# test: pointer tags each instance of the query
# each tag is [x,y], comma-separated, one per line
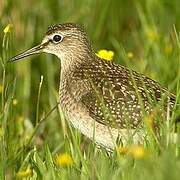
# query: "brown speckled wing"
[119,95]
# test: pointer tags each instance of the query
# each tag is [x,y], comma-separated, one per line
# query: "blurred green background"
[142,34]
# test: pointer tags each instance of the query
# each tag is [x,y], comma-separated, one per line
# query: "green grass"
[31,136]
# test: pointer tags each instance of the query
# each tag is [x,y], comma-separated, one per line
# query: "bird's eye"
[57,38]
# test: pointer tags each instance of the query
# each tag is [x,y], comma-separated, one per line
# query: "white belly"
[101,134]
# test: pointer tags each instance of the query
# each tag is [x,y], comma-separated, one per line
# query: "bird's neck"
[71,61]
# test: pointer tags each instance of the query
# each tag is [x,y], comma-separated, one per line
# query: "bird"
[106,102]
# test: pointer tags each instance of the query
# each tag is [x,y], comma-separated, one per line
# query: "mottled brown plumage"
[100,98]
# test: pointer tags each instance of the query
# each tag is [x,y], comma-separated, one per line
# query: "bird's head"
[62,40]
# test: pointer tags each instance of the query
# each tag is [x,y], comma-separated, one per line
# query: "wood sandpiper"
[104,101]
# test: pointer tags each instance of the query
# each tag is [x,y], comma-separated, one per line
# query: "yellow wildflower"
[122,150]
[130,55]
[24,173]
[64,160]
[104,54]
[138,152]
[1,88]
[8,28]
[15,102]
[152,35]
[168,48]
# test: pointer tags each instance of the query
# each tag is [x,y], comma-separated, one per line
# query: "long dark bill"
[34,50]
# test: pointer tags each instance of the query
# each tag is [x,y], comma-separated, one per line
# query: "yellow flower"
[152,35]
[138,152]
[122,150]
[24,173]
[8,28]
[168,48]
[64,160]
[130,55]
[1,88]
[104,54]
[15,102]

|---|

# [WHAT THE TASK REQUIRES]
Leaving every picture out, repeat each line of the material exactly.

# [RESPONSE TO THIS TASK]
# test: pointer tags each instance of the query
# each tag is [x,y], comma-separated, one per line
# query: "brown speckled wing"
[119,95]
# test: pointer tags each instance of the query
# each tag is [x,y], comma-separated, one per line
# query: "blurred green background"
[142,34]
# test: pointer tags each instance of the query
# each tag is [x,y], comma-separated, one per line
# query: "green grass"
[31,136]
# test: pointer tags each instance of the query
# each tag is [x,y], comma-separated, one per line
# query: "bird's eye"
[57,38]
# test: pointer tags each instance of the query
# each tag is [x,y], comma-separated, one per line
# query: "white belly"
[101,134]
# test: pointer tags each instance of the query
# each tag is [x,y], comma-separated, one per line
# query: "bird's neck"
[71,61]
# test: pointer tags each instance of the query
# each tag is [x,y], comma-separated, one per line
# query: "bird"
[106,102]
# test: pointer tags each instance of the query
# each tag is [x,y], comma-separated, one per line
# query: "mottled brown plumage"
[100,98]
# test: pointer tags each instance of the query
# each tag is [x,y], comma-separated, one per line
# query: "bird's head"
[62,40]
# test: pointer tags each instance of the query
# each tag is [x,y], comma-separated, one per line
# query: "wood sandpiper"
[104,101]
# test: pointer tags each instance of the query
# each tag is [x,y], comma-separated, one per line
# query: "yellow wildflower"
[122,150]
[130,55]
[24,173]
[64,160]
[104,54]
[138,152]
[1,88]
[8,28]
[15,102]
[152,35]
[168,48]
# test: pointer tags each instance of the query
# each tag is [x,y], comma-separated, one per line
# query: "long dark bill"
[34,50]
# test: pointer tags each instance of the query
# each tag is [x,y], comma-separated, one per line
# query: "yellow flower"
[152,35]
[138,152]
[122,150]
[24,173]
[8,28]
[168,48]
[64,160]
[130,55]
[1,88]
[104,54]
[15,102]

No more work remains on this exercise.